PROBLEM TO SOLVE>
Give every line of the material below as a JSON list of strings, one string per line and no blank lines. Leave the pictures out.

# Start of MATERIAL TO PROCESS

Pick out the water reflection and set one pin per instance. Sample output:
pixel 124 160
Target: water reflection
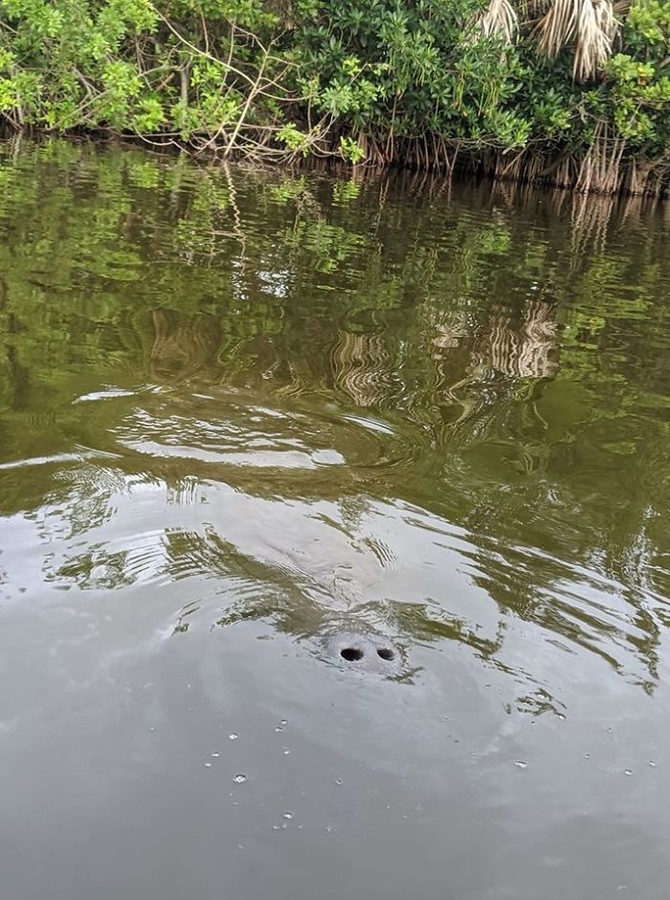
pixel 403 414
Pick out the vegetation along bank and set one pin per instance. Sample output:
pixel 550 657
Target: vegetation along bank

# End of MATERIAL TO PROCESS

CORRECT OUTPUT>
[
  "Pick out the water reflection and set one pin per instance. Sample output:",
  "pixel 124 160",
  "Target: water reflection",
  "pixel 403 414",
  "Pick out the vegetation along bank and set one pin per instance. Sample output:",
  "pixel 550 657",
  "Target: vegetation along bank"
]